__Tasks to carry out__
1. From the San Jacinto trail report, list every area the report names where snow still persists on trails.
2. Write the next part of the San Jacinto trail report, picking up after its last sentence.

__Given text__
At San Jacinto Peak (10,810ft/3295m) on Tuesday 1st December 2020 at 0820 the air temperature was 39.2°F (4°C), with a windchill temperature of 31.0°F (-1°C), 25% relative humidity, and a gusty NNW wind sustained at 5 mph gusting to 8.1 mph.
At the Peak on Monday 30th November 2020 at 0840 the air temperature was 37.1°F (3°C), with a windchill temperature of 32.8°F (0°C), 23% relative humidity, and a light NW breeze sustained at 2 mph gusting to 4.3 mph.
Trails below about 8000′ are snow-free, with most areas at higher elevations also clearing steadily. Snow on trails largely persists in traditional areas that are colder and/or less sun-exposed, such as the north face of Tahquitz Peak, in Little Round Valley, on Deer Springs Trail between Marion Mountain and Fuller Ridge trails, either side of Annie’s Junction, at around 10,000′ on the Peak Trail, between Round Valley and Wellman Divide, and around the summit boulders of San Jacinto Peak.
Tahquitz Peak trail from Chinquapin Flat/PCT Mile 178 has a well-defined track to follow through the angled icy snow. These icy slopes are treacherous. Spikes remain recommended.

__Records shown__
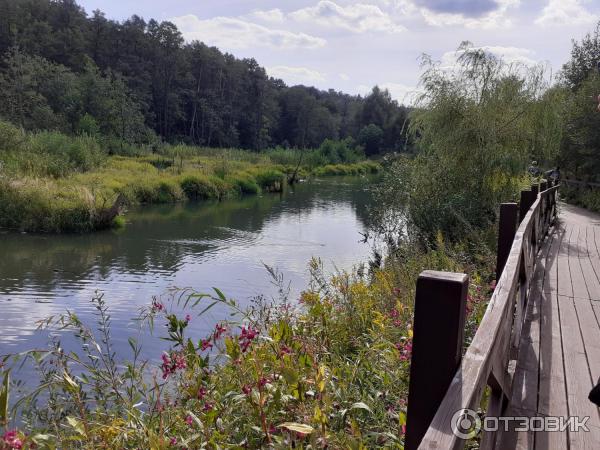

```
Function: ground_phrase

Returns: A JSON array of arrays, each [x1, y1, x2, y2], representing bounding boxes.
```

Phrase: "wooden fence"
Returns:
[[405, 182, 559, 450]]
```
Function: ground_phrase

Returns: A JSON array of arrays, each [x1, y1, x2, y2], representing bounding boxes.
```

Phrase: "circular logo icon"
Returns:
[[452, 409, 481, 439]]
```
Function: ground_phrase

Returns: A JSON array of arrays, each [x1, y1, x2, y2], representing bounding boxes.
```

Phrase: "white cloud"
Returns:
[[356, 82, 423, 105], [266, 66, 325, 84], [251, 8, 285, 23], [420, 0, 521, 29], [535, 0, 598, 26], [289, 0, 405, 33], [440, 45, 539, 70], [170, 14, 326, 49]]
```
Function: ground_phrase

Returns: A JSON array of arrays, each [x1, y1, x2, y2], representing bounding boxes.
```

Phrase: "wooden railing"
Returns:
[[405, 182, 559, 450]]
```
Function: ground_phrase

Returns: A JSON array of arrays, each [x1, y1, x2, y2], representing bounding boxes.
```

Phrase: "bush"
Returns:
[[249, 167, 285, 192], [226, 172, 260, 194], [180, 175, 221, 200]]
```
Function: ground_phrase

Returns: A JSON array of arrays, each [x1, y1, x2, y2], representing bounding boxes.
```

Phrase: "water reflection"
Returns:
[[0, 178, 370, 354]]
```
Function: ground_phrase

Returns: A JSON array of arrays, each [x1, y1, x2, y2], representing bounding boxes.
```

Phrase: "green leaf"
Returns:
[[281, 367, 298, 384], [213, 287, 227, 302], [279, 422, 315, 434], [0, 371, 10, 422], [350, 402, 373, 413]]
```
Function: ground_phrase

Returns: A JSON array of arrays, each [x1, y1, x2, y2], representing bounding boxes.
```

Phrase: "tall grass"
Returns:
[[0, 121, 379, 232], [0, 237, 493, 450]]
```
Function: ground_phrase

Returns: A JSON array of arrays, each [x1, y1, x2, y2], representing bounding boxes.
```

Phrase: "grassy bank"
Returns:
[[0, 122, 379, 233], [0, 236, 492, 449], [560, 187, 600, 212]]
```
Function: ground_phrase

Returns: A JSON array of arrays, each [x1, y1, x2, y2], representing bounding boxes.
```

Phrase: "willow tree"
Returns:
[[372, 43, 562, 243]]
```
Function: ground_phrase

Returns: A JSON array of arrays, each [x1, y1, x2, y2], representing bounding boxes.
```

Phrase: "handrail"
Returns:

--

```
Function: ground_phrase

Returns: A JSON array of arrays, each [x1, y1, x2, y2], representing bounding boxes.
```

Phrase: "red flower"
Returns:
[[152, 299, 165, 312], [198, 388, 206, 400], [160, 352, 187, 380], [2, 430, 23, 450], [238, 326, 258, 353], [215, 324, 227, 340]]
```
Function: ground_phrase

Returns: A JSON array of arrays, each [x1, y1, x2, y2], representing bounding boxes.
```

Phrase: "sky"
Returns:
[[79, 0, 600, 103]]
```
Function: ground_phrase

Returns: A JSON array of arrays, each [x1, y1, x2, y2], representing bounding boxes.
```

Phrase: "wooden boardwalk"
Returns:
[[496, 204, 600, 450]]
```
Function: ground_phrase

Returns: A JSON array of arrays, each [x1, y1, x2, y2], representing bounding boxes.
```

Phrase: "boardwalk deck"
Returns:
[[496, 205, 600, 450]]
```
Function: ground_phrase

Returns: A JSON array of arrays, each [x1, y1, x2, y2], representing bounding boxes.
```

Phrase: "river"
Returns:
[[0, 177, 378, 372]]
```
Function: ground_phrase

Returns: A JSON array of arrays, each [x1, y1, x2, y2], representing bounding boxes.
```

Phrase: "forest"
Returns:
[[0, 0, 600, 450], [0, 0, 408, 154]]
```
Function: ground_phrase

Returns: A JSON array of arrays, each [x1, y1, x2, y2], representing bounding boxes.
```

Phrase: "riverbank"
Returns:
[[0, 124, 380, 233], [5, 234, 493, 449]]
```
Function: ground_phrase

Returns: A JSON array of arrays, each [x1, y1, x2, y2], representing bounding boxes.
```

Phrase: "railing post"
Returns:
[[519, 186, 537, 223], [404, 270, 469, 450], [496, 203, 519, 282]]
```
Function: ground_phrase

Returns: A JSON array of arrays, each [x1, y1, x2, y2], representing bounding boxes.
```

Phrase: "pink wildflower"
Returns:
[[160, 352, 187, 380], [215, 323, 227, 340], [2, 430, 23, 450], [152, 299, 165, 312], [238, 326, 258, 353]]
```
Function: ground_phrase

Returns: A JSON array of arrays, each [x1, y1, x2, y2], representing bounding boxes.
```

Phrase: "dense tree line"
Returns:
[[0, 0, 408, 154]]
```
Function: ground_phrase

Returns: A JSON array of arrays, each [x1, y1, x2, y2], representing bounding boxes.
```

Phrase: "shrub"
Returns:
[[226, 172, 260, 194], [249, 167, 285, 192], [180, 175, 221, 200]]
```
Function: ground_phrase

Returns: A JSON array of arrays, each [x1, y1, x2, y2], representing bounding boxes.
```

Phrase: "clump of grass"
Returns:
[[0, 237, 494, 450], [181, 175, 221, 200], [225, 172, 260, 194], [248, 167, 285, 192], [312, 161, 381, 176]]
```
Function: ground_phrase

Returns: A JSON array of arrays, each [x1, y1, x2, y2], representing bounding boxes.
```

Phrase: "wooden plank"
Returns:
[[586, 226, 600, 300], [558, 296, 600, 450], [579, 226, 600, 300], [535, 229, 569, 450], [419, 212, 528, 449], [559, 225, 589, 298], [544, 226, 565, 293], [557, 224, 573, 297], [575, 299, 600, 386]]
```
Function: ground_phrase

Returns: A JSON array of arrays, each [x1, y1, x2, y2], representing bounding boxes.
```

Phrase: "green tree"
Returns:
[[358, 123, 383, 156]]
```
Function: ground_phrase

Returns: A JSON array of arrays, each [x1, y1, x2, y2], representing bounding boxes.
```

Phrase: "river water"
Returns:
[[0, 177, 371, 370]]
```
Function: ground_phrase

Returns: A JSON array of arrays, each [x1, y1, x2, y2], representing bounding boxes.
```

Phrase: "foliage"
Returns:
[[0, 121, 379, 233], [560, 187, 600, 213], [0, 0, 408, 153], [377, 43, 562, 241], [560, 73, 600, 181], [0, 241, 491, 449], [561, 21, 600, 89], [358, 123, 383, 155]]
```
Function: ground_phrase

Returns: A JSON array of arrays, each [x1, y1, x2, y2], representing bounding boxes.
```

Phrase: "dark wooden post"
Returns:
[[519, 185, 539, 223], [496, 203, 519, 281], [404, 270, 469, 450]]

* * *

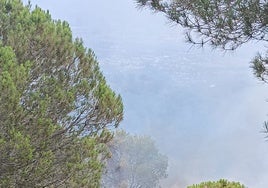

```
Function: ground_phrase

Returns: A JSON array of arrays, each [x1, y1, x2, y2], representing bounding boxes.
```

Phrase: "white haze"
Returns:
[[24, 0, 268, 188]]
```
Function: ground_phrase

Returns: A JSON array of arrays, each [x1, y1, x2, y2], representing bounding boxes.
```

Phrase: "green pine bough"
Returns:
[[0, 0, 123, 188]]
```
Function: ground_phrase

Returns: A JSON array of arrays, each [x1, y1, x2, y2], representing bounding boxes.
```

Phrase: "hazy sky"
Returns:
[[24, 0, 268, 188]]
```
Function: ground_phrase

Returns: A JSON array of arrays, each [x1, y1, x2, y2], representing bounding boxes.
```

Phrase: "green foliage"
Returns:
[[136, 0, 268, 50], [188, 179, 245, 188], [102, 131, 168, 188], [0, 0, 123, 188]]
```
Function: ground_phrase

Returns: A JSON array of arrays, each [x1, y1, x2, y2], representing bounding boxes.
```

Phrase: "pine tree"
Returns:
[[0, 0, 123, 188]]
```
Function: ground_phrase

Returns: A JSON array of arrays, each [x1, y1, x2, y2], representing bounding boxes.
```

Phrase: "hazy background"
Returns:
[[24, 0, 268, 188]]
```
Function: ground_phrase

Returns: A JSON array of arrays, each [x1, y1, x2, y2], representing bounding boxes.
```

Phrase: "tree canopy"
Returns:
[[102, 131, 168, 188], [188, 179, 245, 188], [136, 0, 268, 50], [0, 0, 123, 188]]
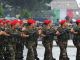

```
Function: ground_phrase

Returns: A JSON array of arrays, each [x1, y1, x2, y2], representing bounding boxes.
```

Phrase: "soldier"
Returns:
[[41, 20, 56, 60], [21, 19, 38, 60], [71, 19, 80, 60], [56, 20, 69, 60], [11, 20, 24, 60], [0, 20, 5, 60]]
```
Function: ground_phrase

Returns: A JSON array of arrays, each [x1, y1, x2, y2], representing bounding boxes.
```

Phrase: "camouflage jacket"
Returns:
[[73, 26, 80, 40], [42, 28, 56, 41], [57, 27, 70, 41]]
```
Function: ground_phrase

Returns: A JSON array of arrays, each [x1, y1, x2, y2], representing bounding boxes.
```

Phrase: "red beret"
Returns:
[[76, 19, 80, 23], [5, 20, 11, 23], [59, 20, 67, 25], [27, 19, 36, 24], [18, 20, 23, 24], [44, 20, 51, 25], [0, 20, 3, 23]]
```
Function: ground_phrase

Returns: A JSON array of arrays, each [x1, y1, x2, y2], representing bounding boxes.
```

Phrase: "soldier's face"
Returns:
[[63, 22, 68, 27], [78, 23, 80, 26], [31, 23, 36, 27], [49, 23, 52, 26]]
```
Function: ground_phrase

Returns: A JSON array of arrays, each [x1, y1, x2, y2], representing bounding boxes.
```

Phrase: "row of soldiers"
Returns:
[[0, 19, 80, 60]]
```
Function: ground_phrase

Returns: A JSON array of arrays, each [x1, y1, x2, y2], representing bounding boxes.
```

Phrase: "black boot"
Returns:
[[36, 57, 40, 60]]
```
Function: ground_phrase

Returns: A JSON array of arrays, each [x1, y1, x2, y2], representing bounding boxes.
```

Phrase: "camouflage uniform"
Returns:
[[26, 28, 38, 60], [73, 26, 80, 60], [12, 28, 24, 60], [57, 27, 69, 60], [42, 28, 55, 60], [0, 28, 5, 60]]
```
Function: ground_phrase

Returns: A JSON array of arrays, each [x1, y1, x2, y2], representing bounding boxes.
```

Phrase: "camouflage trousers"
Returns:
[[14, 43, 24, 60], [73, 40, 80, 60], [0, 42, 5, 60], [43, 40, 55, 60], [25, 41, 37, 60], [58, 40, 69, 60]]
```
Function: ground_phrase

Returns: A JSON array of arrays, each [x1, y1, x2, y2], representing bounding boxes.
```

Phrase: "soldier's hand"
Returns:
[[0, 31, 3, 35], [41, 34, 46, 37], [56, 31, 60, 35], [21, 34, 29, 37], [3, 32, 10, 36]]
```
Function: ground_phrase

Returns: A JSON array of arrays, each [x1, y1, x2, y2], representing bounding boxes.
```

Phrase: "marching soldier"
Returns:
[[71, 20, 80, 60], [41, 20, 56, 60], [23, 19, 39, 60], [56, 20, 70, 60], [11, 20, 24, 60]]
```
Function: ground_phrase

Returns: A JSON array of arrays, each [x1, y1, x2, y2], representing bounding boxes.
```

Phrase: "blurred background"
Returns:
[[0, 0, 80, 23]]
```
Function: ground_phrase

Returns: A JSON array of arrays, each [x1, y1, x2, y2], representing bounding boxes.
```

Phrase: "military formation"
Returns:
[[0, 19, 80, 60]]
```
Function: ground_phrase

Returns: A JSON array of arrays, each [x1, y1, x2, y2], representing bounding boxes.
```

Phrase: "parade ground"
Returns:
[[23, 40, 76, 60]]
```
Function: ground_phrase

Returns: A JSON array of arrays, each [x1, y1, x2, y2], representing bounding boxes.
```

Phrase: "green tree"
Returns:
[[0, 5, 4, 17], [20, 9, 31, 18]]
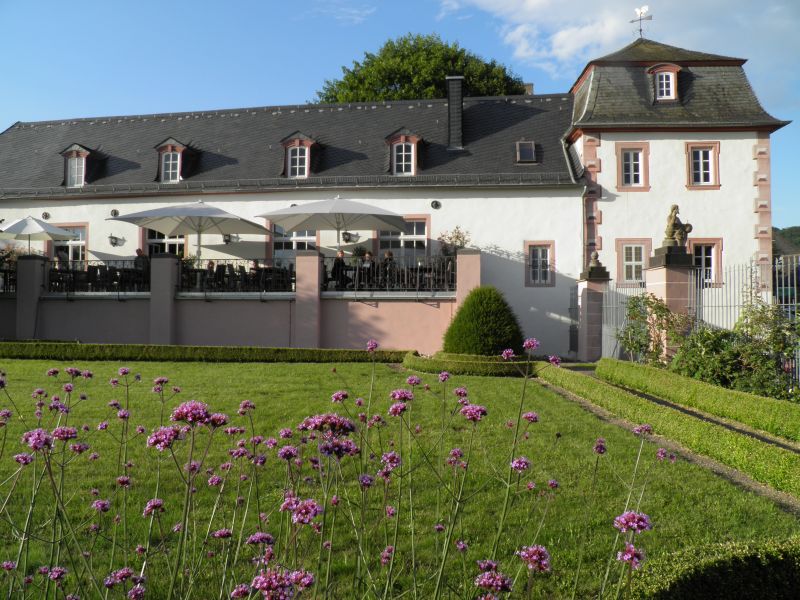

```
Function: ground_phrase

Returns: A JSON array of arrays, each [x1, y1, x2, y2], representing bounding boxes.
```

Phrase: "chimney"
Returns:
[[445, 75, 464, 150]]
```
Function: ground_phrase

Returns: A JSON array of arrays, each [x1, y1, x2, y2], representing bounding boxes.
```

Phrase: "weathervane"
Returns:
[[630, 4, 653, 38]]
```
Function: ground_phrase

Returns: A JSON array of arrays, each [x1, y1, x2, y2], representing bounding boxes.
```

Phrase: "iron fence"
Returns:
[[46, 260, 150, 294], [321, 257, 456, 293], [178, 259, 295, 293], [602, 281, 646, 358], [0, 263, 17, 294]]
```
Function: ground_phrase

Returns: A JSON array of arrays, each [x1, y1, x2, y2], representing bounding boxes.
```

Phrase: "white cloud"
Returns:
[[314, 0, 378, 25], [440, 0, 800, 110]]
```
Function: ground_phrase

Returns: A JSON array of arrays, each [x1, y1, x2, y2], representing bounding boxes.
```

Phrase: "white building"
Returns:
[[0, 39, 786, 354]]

__Answers for the tasks__
1.
- The north face of Tahquitz Peak
- Little Round Valley
- Deer Springs Trail between Marion Mountain and Fuller Ridge trails
- Either side of Annie's Junction
- Around 10,000′ on the Peak Trail
- Between Round Valley and Wellman Divide
- Around the summit boulders of San Jacinto Peak

2.
The trails around the Tahquitz area meadows remain surprisingly snow-covered in places, especially around Skunk Cabbage and Little Tahquitz meadows. Trails in that area also have a few new treefalls, but none that present major hazards to hikers.
Devil’s Slide Trail is basically clear of snow. Most hikers will not need spikes on the handful of tiny icy snow patches that remain near Saddle Junction. The major new treefall hazard just past the second switchback was removed on Friday 20th November.
South Ridge Trail is almost completely clear and spikes are no longer required all the way to Tahquitz Peak.
Deer Springs Trail is clear of snow past Strawberry Junction to about 8600′, shortly before the Marion Mountain Trail junction (no spikes required). Snow cover is about 60% from there to the Fuller Ridge Trail junction. Thereafter icy snow cover averages 20% depending on exposure, but it is 70% in Little Round Valley. Above Little Round Valley the icy snow cover is about 10%. Most hikers will find spikes are useful, depending upon your comfort level on ice and compacted snow, especially for descending in some sections.
Marion Mountain Trail is almost completely clear of icy snow, however a few tricky patches remain, especially near the PCT junction. Spikes could be useful for descending.
The Pacific Crest Trail at the northern end of the Desert Divide (PCT Miles 172-177) had 43 treefall hazards and three minor landslide hazards (in addition to the major rockslide at Mile 172.5) during my survey on 27th November. It goes without saying that the trail is impassable by stock, and it is relatively slow-going for hikers also. The Trail on the north side of Red Tahquitz (Miles 175-177) remains 90% snow-covered, and spikes are recommended.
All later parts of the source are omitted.